[Begin Supplied material]

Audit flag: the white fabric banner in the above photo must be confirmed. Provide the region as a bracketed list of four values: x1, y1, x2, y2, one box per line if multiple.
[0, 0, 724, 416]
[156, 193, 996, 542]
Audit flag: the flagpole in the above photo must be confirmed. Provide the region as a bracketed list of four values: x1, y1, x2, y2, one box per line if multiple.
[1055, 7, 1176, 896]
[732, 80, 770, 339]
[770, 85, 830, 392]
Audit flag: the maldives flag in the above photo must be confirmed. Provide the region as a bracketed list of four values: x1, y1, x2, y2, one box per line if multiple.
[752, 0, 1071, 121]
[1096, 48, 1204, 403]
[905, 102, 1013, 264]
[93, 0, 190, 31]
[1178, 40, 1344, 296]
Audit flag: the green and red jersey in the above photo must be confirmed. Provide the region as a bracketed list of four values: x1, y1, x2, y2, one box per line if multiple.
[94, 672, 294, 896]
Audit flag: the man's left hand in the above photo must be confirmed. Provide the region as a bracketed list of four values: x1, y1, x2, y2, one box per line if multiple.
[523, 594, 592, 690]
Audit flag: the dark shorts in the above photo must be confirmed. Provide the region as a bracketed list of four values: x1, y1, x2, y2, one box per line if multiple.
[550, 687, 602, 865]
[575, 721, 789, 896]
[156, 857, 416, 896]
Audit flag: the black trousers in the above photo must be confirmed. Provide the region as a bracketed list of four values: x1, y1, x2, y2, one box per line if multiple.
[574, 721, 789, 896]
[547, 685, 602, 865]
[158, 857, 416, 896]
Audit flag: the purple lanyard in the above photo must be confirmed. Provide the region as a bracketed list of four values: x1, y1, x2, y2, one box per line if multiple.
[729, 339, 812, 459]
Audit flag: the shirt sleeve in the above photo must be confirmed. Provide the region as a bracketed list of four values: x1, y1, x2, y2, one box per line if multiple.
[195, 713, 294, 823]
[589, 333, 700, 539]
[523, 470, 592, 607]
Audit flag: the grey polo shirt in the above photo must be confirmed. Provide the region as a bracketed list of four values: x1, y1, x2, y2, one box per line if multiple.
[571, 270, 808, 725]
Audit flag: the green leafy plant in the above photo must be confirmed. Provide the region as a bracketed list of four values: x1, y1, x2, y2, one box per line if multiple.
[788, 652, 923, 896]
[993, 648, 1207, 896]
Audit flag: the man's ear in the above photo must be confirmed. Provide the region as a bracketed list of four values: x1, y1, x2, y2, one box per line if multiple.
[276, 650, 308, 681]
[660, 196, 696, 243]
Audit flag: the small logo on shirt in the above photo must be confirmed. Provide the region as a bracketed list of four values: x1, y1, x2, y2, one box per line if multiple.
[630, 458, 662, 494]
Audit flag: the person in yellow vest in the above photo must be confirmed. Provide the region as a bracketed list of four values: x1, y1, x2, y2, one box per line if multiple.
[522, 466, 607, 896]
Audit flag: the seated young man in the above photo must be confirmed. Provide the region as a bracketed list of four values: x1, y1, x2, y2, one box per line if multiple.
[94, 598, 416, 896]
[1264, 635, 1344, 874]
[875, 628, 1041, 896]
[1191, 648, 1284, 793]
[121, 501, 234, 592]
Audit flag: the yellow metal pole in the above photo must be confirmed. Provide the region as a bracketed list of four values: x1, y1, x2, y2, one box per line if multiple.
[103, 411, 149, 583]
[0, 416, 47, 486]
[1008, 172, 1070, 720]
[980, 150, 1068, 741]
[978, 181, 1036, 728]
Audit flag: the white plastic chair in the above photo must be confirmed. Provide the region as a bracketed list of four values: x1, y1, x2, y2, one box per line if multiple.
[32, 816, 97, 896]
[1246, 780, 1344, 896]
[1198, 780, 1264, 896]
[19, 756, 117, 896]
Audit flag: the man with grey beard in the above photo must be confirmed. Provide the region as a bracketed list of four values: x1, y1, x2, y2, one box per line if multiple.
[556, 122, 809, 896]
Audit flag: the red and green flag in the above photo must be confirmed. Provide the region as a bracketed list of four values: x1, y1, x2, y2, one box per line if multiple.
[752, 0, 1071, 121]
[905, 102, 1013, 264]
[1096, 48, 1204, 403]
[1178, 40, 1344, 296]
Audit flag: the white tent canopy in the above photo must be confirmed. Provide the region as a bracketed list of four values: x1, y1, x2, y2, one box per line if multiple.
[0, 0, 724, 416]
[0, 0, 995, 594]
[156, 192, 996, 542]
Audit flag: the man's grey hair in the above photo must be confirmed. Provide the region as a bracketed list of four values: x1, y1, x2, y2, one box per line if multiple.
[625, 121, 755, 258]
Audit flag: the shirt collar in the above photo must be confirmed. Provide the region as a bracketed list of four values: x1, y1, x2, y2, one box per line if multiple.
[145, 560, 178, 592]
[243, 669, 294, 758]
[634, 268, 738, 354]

[End Supplied material]

▶ Objective
Copy out the data verbatim from the line with "Audit flag: the shirt sleeve" to the line with "[660, 196, 696, 243]", including both of those lines.

▶ Task answer
Audit flag: the shirt sleeve in the above photo must be confirmed. Provide the region as a bracketed list of four values: x1, y1, x2, y2, one box per line if multiple.
[195, 713, 294, 823]
[589, 333, 700, 539]
[523, 470, 592, 607]
Audit flag: the grey polo shirt in the above photo must be confirmed. Provide the region as a bracketed list of four values: x1, y1, x2, y2, one box per line if multiple.
[571, 270, 808, 725]
Audit flag: the green leafy plant in the above photo must be confirmed. Provide the region as a bracketed list of four values: x1, y1, x2, y2, one box per line if multiple.
[788, 652, 923, 896]
[993, 648, 1207, 896]
Audit flag: the man's ear in the above photo must be confirmed. Provide the region as a bracketed list of four values: x1, y1, x2, y2, one box per line if multiple.
[276, 650, 308, 681]
[660, 196, 696, 243]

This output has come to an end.